### Excerto selecionado

Pina destaca a importância desse auxílio, sublinhando que é destinado às pessoas em situação de vulnerabilidade económica e social não abrangidas por qualquer regime de protecção social.

“Neste momento temos 1.648 pedidos pendentes de pensão social. No ano passado, o Governo expandiu a cobertura para mais de três mil indivíduos, reduzindo significativamente o número de pedidos pendentes. Para 2024, já temos orçamento alocado para aumentar a pensão social em mais de 500 novas pensões, o que deverá contribuir para diminuir a lista de pedidos pendentes”, afirma.

A distribuição da pensão social possui critérios rigorosos, segundo a responsável. A pessoa beneficiária não pode estar abrangida por outro regime de segurança social, e o rendimento anual do agregado familiar deve ser inferior ao definido como pobreza extrema pelo Instituto Nacional de Estatística (INE).

Existem actualmente três tipos de pensão social: a básica para idosos e crianças de famílias pobres com deficiência; a por invalidez para adultos com incapacidade permanente; e a de sobrevivência para cônjuges ou companheiros de pensionistas falecidos.

O valor da pensão social é de 6 mil escudos, com um desconto de 2% destinado ao Fundo Mutualista dos Pensionistas, resultando num pagamento líquido de 5.880 escudos.

“Os pensionistas contribuem com 120 escudos para um fundo mutualista que oferece benefícios como subsídio de funeral e ajuda para aquisição de medicamentos nas farmácias privadas, sempre que esse medicamento não esteja disponível nas farmácias públicas. Os pensionistas também têm acesso gratuito aos cuidados”, explica.

######
### Dados apresentados

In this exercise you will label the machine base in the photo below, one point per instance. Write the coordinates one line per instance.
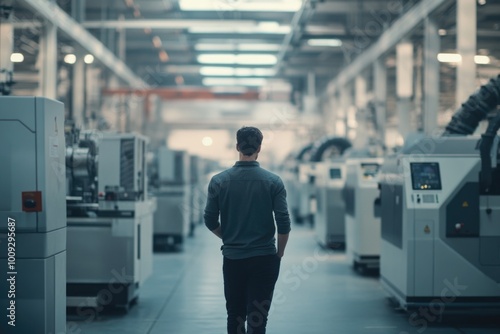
(167, 242)
(408, 303)
(101, 296)
(366, 263)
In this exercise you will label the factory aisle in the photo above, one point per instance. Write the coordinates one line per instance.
(317, 293)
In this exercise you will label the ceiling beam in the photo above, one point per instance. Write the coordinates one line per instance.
(54, 14)
(394, 34)
(168, 24)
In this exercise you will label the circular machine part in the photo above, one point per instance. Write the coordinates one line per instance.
(329, 148)
(305, 153)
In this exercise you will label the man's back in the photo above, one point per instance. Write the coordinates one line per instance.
(246, 197)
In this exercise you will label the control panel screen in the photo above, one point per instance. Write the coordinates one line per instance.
(335, 173)
(370, 170)
(425, 176)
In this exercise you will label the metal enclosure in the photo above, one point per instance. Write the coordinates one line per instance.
(362, 224)
(306, 197)
(173, 192)
(110, 242)
(440, 235)
(32, 214)
(329, 218)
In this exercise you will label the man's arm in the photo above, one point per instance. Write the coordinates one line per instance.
(212, 211)
(282, 217)
(282, 241)
(217, 232)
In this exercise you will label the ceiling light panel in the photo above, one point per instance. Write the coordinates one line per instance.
(325, 42)
(240, 59)
(238, 72)
(235, 29)
(237, 47)
(234, 82)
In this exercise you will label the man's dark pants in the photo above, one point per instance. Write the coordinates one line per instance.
(248, 287)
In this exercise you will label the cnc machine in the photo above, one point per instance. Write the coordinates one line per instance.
(440, 203)
(32, 216)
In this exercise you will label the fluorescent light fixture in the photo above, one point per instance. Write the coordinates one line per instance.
(264, 72)
(258, 47)
(241, 59)
(239, 72)
(234, 81)
(244, 72)
(228, 89)
(258, 59)
(324, 42)
(249, 5)
(237, 47)
(257, 29)
(163, 55)
(70, 58)
(207, 141)
(215, 47)
(88, 59)
(449, 57)
(214, 58)
(17, 57)
(157, 42)
(482, 60)
(456, 58)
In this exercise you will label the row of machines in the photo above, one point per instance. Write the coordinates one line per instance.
(335, 191)
(109, 219)
(178, 182)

######

● **Enunciados das tarefas**:
(a) Traduza para inglês a seguinte frase do excerto sobre a pensão social: "O valor da pensão social é de 6 mil escudos, com um desconto de 2% destinado ao Fundo Mutualista dos Pensionistas, resultando num pagamento líquido de 5.880 escudos."
(b) Indique todos os tipos de pensão social referidos no excerto sobre a pensão social, com o público a que cada um se destina.
(c) Transcreva do excerto sobre a pensão social o trecho que começa em "A distribuição da" e termina em "de pensionistas falecidos.".

● **Respostas do exercício**:
(a) The social pension amounts to 6,000 escudos, with a 2% deduction allocated to the Pensioners' Mutual Fund, resulting in a net payment of 5,880 escudos.

(b)
- Básica: idosos e crianças de famílias pobres com deficiência
- Por invalidez: adultos com incapacidade permanente
- De sobrevivência: cônjuges ou companheiros de pensionistas falecidos

(c)
A distribuição da pensão social possui critérios rigorosos, segundo a responsável. A pessoa beneficiária não pode estar abrangida por outro regime de segurança social, e o rendimento anual do agregado familiar deve ser inferior ao definido como pobreza extrema pelo Instituto Nacional de Estatística (INE).

Existem actualmente três tipos de pensão social: a básica para idosos e crianças de famílias pobres com deficiência; a por invalidez para adultos com incapacidade permanente; e a de sobrevivência para cônjuges ou companheiros de pensionistas falecidos.